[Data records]

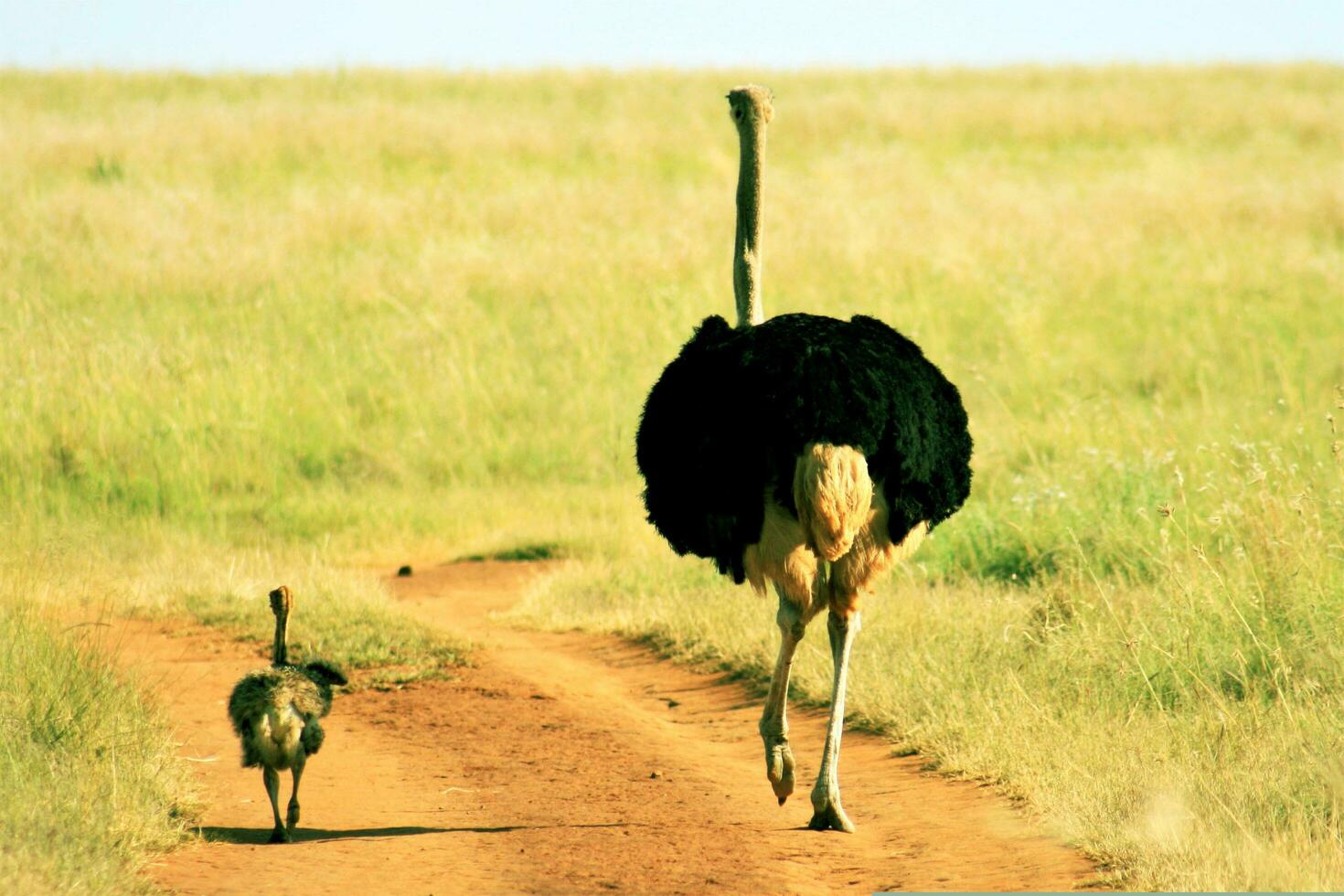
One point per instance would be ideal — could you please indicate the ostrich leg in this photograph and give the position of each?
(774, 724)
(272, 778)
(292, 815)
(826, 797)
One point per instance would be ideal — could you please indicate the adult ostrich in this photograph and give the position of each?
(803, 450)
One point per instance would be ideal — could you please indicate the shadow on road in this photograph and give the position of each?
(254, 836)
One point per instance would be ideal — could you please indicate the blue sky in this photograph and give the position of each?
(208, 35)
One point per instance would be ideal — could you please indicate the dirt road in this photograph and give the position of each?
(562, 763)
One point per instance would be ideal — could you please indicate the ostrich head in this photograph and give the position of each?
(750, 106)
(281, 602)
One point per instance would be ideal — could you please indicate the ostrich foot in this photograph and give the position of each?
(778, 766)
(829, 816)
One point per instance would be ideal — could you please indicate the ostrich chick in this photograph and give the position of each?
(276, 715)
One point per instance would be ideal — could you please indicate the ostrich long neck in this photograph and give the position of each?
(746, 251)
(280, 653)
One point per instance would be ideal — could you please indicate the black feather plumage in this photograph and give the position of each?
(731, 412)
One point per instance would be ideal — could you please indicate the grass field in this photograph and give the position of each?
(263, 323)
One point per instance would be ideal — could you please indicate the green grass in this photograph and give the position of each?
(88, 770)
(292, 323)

- Task statement:
Convert the lines above into a JSON list of strings, one string per line and no blank lines, with the pictures left out.

- Correct result:
[
  "One point per instance would be ideal — could you please indicate the ostrich leg in this photograph and give the position of each?",
  "(774, 724)",
  "(272, 778)",
  "(292, 815)",
  "(826, 797)",
  "One point per instance would be ideal — could you please indicate the adult ostrich in this photograph and give the position of each?",
  "(803, 450)",
  "One point per instance would be ideal — could you please indicate the shadow on road in this photograph and give the position of each?",
  "(254, 836)",
  "One point per instance would be ideal — could you please indicate the blue sky in this photograph and give the position of each?",
  "(208, 35)",
  "One point per instance would be ideal — could you please indicate the dirt road in this photograph and give the position of each?",
  "(562, 763)",
  "One point per instance would be ideal — could you please indicate the ostrich head in this photograph and give the position of each?",
  "(750, 106)",
  "(281, 602)",
  "One point per instance would be ideal — could you please indicate the ostrich foot in this photograph and give the position of each?",
  "(778, 766)",
  "(829, 816)",
  "One point per instance would be ideal — could you please indicate the ostrich chick in this photograph and give the position of each?",
  "(276, 715)",
  "One point per instance would be ideal — could you please indicate the ostrich long neck in this photograph and give the position of each?",
  "(746, 251)",
  "(280, 653)",
  "One point per instance would be ideal — could you please indicate the black feather plumage in this photograph and give the position of each?",
  "(731, 412)",
  "One point per instance would be ideal — could you please indicate the grass field in this photograph and give the position of each?",
  "(263, 323)",
  "One point per instance would be ideal — could you please indicate the green grass in this photograph and give the position of each?",
  "(88, 770)",
  "(292, 323)"
]